▶ Task prompt
Count the lines in the records below that contain the word "black", treating uppercase and lowercase as different. Reply with the number alone.

▶ Data provided
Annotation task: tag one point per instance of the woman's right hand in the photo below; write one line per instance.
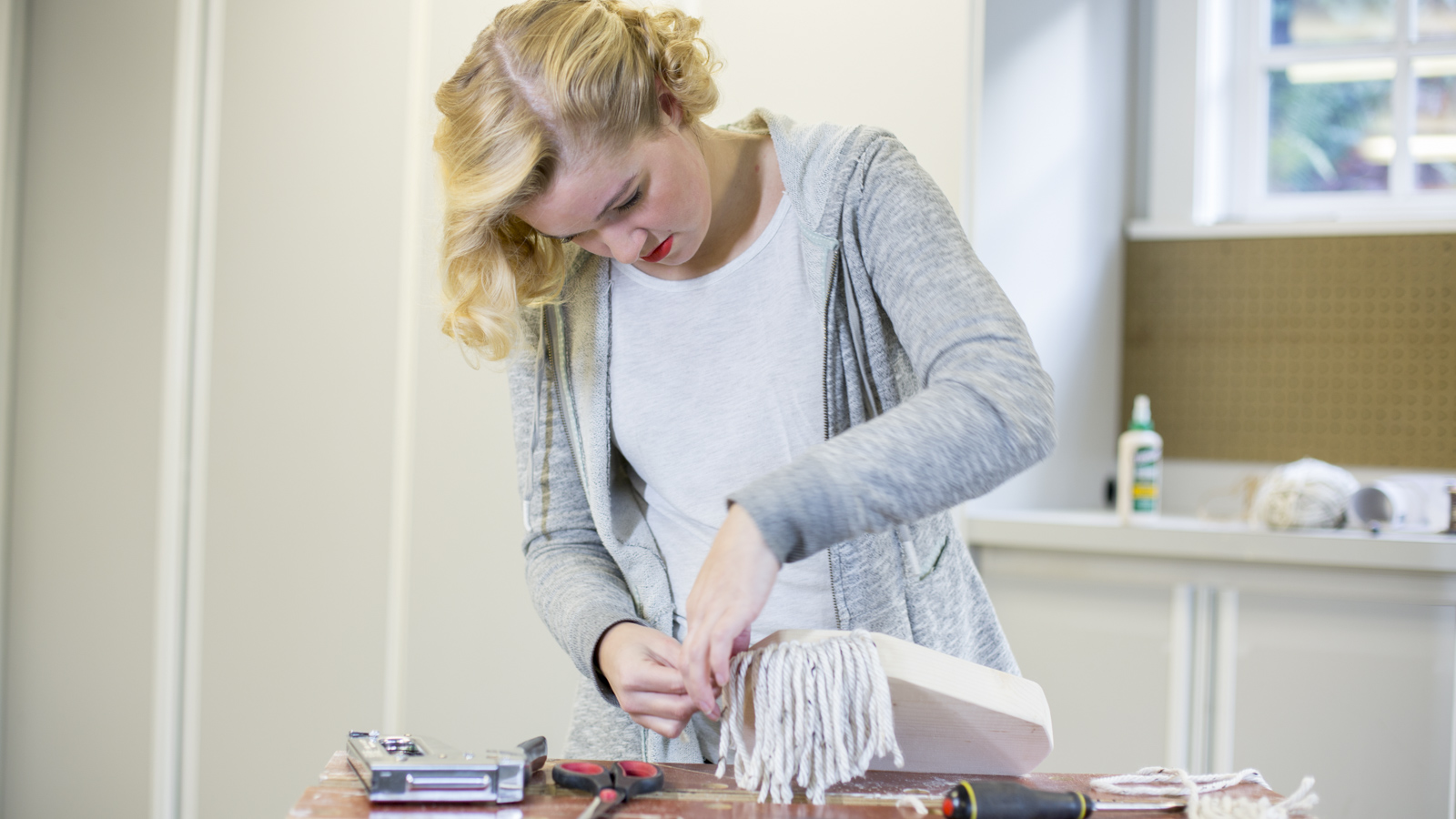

...

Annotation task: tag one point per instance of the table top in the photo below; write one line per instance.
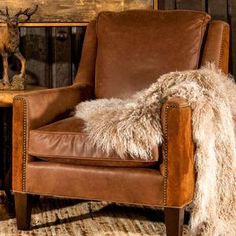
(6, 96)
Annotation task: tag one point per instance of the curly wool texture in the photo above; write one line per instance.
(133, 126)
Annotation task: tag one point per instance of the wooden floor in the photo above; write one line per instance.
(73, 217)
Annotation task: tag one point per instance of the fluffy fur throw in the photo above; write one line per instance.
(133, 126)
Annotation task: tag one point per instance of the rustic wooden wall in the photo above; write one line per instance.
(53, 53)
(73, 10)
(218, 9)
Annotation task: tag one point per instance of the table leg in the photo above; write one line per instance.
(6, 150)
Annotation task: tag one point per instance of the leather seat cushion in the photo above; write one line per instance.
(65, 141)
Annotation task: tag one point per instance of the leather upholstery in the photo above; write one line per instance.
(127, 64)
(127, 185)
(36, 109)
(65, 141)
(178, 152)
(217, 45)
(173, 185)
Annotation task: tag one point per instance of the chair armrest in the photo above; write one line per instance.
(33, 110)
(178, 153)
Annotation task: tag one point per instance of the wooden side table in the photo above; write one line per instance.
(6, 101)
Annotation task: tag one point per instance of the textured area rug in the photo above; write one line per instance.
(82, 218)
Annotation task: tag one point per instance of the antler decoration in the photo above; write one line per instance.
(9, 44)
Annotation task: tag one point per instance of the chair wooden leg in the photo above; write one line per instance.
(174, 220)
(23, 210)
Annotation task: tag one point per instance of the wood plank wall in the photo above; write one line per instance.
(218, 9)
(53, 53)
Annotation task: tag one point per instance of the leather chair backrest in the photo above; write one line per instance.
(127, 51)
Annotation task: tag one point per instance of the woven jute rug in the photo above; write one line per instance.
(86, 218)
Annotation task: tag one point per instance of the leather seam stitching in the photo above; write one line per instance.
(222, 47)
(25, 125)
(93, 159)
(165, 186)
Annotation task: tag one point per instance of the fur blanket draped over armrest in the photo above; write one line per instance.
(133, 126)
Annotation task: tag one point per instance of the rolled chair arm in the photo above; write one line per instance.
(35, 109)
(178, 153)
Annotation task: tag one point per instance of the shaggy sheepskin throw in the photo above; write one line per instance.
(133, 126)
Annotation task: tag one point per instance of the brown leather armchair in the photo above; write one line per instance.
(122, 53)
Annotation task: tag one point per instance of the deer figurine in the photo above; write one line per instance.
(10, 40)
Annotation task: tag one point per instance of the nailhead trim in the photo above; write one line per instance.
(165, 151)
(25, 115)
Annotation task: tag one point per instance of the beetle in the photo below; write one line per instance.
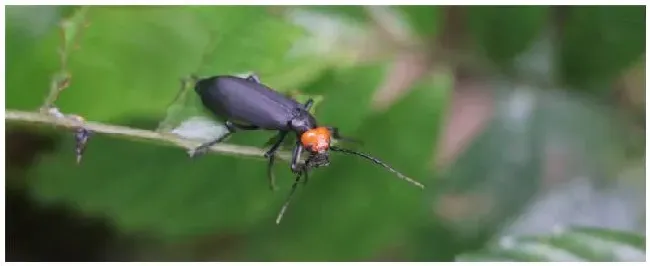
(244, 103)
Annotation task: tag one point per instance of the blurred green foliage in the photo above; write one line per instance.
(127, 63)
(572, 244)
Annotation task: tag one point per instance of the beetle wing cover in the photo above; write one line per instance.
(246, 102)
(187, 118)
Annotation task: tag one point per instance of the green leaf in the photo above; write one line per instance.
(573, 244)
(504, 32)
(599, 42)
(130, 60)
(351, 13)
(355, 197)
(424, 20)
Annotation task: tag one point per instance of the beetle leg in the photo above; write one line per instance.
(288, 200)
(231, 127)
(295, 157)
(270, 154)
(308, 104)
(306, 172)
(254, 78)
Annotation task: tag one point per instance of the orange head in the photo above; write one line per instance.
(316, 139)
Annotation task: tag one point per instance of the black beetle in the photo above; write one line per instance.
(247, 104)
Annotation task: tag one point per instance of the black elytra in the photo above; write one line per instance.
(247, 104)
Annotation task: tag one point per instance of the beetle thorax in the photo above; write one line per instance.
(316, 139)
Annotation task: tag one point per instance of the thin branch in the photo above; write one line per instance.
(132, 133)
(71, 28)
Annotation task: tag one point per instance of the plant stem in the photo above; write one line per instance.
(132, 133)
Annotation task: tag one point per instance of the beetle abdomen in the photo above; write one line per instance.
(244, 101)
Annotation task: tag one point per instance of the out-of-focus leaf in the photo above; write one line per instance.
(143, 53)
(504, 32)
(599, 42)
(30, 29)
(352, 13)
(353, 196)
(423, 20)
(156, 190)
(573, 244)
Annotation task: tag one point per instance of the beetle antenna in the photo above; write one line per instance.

▶ Exercise output
2